- Given exercise -
Write out all of the data without omission, exactly as shown.

Coordinate labeling data:
>> begin

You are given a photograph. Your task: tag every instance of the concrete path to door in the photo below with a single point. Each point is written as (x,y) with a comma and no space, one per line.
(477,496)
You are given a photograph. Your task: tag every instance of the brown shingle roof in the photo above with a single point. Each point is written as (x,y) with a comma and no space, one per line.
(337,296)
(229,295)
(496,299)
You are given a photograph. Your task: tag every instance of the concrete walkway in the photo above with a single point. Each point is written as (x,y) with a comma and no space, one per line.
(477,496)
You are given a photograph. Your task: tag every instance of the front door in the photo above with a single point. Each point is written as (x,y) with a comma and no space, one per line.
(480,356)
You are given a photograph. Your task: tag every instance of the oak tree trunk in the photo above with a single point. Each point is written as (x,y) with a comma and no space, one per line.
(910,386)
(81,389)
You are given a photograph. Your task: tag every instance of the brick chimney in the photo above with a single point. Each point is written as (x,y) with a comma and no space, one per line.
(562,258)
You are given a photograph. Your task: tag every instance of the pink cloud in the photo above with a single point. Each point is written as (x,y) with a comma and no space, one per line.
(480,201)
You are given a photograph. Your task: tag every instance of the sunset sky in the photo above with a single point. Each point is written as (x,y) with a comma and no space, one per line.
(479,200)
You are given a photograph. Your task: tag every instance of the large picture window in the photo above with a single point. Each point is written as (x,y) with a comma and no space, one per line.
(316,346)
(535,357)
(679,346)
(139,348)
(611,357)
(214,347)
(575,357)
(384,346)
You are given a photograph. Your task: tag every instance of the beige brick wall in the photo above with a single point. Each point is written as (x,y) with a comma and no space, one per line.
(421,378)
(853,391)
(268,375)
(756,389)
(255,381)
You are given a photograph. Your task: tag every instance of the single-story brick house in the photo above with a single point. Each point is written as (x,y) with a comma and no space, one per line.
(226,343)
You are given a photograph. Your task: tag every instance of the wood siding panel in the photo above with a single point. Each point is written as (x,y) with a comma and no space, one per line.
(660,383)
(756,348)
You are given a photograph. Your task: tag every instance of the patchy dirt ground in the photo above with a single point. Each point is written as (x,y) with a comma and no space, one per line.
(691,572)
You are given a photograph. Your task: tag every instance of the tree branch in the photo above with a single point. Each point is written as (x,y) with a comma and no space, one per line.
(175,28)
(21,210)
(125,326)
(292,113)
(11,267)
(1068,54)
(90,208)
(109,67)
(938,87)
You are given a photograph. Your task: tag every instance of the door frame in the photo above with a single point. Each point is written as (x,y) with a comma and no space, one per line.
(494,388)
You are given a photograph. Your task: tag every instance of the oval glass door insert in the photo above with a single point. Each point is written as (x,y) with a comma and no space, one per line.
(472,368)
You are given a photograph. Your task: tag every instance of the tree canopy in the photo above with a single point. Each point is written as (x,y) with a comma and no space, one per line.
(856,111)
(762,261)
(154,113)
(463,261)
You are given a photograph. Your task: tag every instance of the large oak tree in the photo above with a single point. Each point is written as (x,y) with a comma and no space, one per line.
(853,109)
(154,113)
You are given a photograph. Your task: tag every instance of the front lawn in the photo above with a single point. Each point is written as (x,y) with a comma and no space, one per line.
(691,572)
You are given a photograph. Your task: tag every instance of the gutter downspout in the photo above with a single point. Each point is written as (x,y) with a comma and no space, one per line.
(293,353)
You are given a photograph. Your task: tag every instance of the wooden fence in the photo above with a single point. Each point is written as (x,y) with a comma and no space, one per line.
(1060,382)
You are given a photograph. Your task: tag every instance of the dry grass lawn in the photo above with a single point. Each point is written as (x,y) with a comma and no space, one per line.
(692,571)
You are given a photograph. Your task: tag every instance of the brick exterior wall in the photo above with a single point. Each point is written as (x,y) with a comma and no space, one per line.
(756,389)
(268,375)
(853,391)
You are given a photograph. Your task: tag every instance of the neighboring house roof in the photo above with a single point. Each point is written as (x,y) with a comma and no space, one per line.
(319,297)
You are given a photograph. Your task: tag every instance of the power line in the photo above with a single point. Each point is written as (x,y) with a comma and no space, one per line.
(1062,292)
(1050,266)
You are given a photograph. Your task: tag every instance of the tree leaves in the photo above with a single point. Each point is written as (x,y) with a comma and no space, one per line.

>> end

- Problem solution -
You are given a photograph. Your task: tag every instance of the concrete path to door in the photo below with a single point. Each point is written as (x,y) with a comma and no space, one per line.
(477,496)
You are given a photograph. Your task: tag every instance of the brown shingle roof in the photo above with a single point. Each point is written as (x,y) with a comma and no space, one per line.
(337,296)
(229,295)
(496,299)
You are given a photograph. Your task: tag every instance of the concrete walkway in the photo above with a single point. Each point is written as (x,y) with a comma and no space, one per line.
(477,496)
You are given a photograph. Your task: tag every instance of the front door in the photo above with a single point. Each point is written as (x,y) with a comma and no space, one per line.
(480,356)
You are given a photograph. Your task: tag every instance of the oak tree trunk in the photo above with a single point. Each point is written as (x,y) with a comma and no space, one per line.
(910,386)
(81,389)
You are given a photograph. Your task: tag every instance of the brick chimney in the photo above with a single point. Each point is written as (x,y) with a comma and no space, one per line.
(562,258)
You are given a photograph. Your task: tag every instance of the pink cloud in the photo above with a single point. Each point is written as (x,y) with a comma and no space, one per line.
(480,201)
You are given a photograph. Your task: tag every instance of the sunset sky in the photo above with a single point. Each point is written as (x,y) with a comma and no space, one per line.
(479,200)
You are given a photograph. Your task: tag every instance of the large picture window in the photo above with a single point. Each point is written as (x,y) with a comma and no space, one per line.
(316,346)
(535,357)
(679,346)
(139,348)
(611,357)
(214,347)
(575,357)
(384,346)
You are given a photograph. Your task: tag every instance of the beige brick wall in the photo above with a single point. Each point is written as (x,y) with a comma and no space, one per line.
(421,378)
(853,391)
(268,375)
(756,389)
(255,381)
You are given a photograph. Your task: tag every instance of the single-story brick house in the photo above with a single point. Each point is written as (x,y) with a comma and no space, one per line.
(226,343)
You are given a photograph. Your task: tag every instance of the wood siding panel in the photo above with a single point. Each point is written as (x,y) with a comma and no space, one per line.
(660,383)
(756,348)
You are given a photograph. Your task: tag every instance of the patchy dirt ground in the photo above with a single point. Each point is written as (x,y) with a comma and no space, one per line.
(691,572)
You are given a photograph. Your task: tag every instance of the tree branch in the photo above with a single point. Each point is written as (x,y) with a comma and no space, one per line.
(175,28)
(21,210)
(125,326)
(292,113)
(11,267)
(1068,54)
(90,208)
(109,67)
(938,87)
You are given a photograph. Your task: tag every instance of the door frame in the photo above with a single point. Each point is written as (x,y) with a comma and no space, one per line.
(494,388)
You are given a photograph. Your task: tag every instance of the oval glass door insert in the photo above with a single point. Each point is written as (x,y) with a comma and no space, one per line.
(472,368)
You are given a photograph. Your task: tag every instance of the tree canopy in the photo above with a single point. Each point is written as (x,y) with a comma and no space, one per line.
(856,111)
(762,261)
(154,113)
(463,261)
You are given a photograph. Your task: tag every instance of the large oak tree in the photo above with a single point. Each point is written as (x,y) with a comma and no space, one per line.
(853,109)
(154,113)
You are given a photograph. Your task: tag every instance of the front lawn in the photo above with a single point. Each point is written as (x,y) with a comma and no space, one per line.
(691,572)
You are given a photograph. Your task: tag every instance of the gutter downspout in the photo above with a single point. Each point is written as (x,y) with a comma and no space, one per line.
(293,353)
You are given a photograph. Your task: tag every instance of the wooden fence in the photo above with a single point. Each point is written as (x,y) with a comma and no space, one per line.
(1060,382)
You are given a photograph. Your task: tag every instance of the dry grass lawn in the photo above with a single point. Each point is written as (x,y) with a comma and no space, one per line.
(692,571)
You are given a photograph. Your task: tag every instance of the brick exterior wall in the photo above with a single point. Each point is written as (x,y) with a comma and no space, one per line.
(756,389)
(268,375)
(853,391)
You are given a photograph. Your task: tag every instance of the neighboring house roof in the photo above with a single point. Each point is written as (x,y) with a comma and no space, one per line.
(319,297)
You are given a photograph. Your task: tag every instance of the power line in the photo above with a single point. Each point is written as (x,y) with a comma and no space, one per line.
(1062,292)
(1050,266)
You are given a photograph. Your task: tag every instance of the tree leaves in the photo above with a single point. Each point is written as (x,y) with a comma and no space, one per line.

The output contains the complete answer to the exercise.